**Exercise objective**
Return every line of the data exactly as it stands.

(Natural language region descriptions)

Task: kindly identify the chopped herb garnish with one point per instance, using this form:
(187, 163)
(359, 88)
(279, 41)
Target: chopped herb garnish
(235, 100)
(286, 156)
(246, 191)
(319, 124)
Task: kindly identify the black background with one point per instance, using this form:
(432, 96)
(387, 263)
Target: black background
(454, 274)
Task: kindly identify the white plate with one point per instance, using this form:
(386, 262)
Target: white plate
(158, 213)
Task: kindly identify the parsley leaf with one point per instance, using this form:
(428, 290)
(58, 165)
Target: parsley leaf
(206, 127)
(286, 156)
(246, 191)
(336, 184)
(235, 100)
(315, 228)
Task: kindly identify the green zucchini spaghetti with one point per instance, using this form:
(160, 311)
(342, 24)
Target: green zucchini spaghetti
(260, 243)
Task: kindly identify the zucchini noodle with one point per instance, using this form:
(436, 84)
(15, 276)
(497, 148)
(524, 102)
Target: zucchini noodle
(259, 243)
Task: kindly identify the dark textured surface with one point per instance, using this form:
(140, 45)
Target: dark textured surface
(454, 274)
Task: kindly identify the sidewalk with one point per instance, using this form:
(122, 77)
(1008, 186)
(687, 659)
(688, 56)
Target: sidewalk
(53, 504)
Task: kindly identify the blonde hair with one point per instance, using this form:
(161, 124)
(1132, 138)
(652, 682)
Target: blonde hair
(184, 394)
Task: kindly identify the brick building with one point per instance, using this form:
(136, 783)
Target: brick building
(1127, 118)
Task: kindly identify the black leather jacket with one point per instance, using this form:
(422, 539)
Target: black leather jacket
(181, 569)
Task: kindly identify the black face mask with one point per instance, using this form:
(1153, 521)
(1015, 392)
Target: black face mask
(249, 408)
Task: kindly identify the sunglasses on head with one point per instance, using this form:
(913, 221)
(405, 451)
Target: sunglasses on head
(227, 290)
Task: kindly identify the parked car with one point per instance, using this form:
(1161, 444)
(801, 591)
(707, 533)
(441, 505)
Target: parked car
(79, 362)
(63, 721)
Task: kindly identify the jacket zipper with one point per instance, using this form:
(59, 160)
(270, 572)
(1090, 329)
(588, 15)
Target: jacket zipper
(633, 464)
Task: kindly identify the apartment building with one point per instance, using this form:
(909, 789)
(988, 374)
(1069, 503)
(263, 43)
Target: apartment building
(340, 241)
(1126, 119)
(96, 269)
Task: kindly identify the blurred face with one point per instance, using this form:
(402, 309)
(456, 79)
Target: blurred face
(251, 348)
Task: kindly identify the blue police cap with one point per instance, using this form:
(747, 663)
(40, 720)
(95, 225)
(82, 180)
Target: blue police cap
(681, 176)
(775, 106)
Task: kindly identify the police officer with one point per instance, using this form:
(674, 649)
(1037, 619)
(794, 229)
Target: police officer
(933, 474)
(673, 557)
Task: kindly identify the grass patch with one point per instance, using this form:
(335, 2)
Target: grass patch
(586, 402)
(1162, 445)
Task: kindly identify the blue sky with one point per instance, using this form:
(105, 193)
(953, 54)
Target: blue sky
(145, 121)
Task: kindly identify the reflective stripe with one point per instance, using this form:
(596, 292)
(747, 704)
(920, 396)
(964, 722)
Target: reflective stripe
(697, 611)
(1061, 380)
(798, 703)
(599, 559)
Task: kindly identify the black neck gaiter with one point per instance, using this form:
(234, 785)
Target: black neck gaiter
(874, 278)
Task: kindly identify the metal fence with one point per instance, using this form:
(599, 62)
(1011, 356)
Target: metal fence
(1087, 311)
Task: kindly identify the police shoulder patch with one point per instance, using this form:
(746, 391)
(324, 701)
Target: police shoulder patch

**Written answer**
Task: kindly identify the chopped herb garnish with one point per instance, using this form:
(187, 163)
(359, 88)
(279, 41)
Target: chopped herb garnish
(235, 100)
(286, 156)
(246, 191)
(319, 124)
Task: kindly identify the black background with one point per instance, using this form:
(432, 96)
(387, 263)
Target: black background
(454, 274)
Task: kindly identify the white plate with one point per instance, using this form:
(386, 262)
Target: white plate
(158, 213)
Task: kindly identify the parsley leaf with one point per instance, using this form:
(428, 290)
(58, 165)
Target: parsley leaf
(206, 127)
(286, 156)
(246, 191)
(336, 184)
(235, 100)
(315, 228)
Task: kindly identify the green zucchini spaghetti with one point per instance, using this form:
(160, 311)
(342, 24)
Target: green zucchini spaghetti
(260, 243)
Task: kindly identify the zucchini noodle with one point per instance, using this form:
(436, 84)
(15, 276)
(497, 148)
(524, 102)
Target: zucchini noodle
(259, 243)
Task: kindly identify the dark textured surface with one point per instance, using this form:
(140, 45)
Target: dark textured surface
(454, 274)
Task: kindly identify the sidewalk with one point per instance, using this form:
(122, 77)
(1008, 186)
(687, 659)
(688, 56)
Target: sidewalk
(53, 504)
Task: kindly identify the blonde hair with one point per instance, using this form:
(161, 124)
(1132, 138)
(652, 682)
Target: blonde hair
(184, 394)
Task: kindly identify the brick building with one point per instance, using this form:
(136, 783)
Target: brick building
(1127, 118)
Task: kindly identify the black leather jacket with one point per instance, using this form:
(422, 539)
Target: black leather jacket
(181, 569)
Task: kindly identify the black face mask with one point per instance, using this form:
(1153, 521)
(1015, 392)
Target: black face mask
(249, 408)
Task: kindly identify the sunglasses on head with one point per instance, using this form:
(913, 221)
(405, 451)
Target: sunglasses on head
(227, 290)
Task: kindly identify the parked car with one point per instance, using this form:
(1161, 444)
(801, 591)
(707, 533)
(441, 505)
Target: parked car
(79, 362)
(63, 721)
Task: kindly identify the jacket zipper with one point per instance, using this form:
(59, 160)
(270, 572)
(1090, 329)
(588, 15)
Target: jacket zipper
(633, 464)
Task: kindly identify the apartment building with one point per instance, using this form:
(909, 789)
(988, 374)
(1069, 503)
(263, 43)
Target: apartment building
(340, 241)
(1126, 119)
(96, 269)
Task: kindly identify the blurred face with one point per instance, using this form:
(402, 309)
(456, 79)
Target: blurred face
(251, 348)
Task: kindly identify the blue police cap with one point per instance, using this form:
(747, 663)
(40, 720)
(95, 225)
(82, 180)
Target: blue police cap
(681, 176)
(775, 106)
Task: kindly identify the police officer with one point per instance, using this form:
(674, 649)
(1037, 619)
(794, 229)
Target: police officer
(933, 474)
(673, 557)
Task: kindly identify the grass patch with one point per instance, using this form:
(335, 2)
Target: grass patch
(586, 402)
(1162, 445)
Task: kindly identify the blue sky with one point per instance, using this form:
(105, 193)
(953, 54)
Target: blue sky
(145, 121)
Task: kindly identify the reflective stripe with one point per instance, using this form:
(596, 292)
(747, 704)
(920, 396)
(964, 722)
Target: reflective stripe
(697, 611)
(1061, 380)
(798, 703)
(599, 559)
Task: kindly identify the black neck gaiter with one point per instance, using this form:
(234, 785)
Target: black neck gaiter
(874, 278)
Task: kindly identify the metal fence with one point per instance, using this form:
(599, 62)
(1011, 356)
Target: metal fence
(1087, 311)
Task: kindly identify the police shoulder patch with one point per instance, using this form:
(746, 391)
(324, 701)
Target: police shoulder patch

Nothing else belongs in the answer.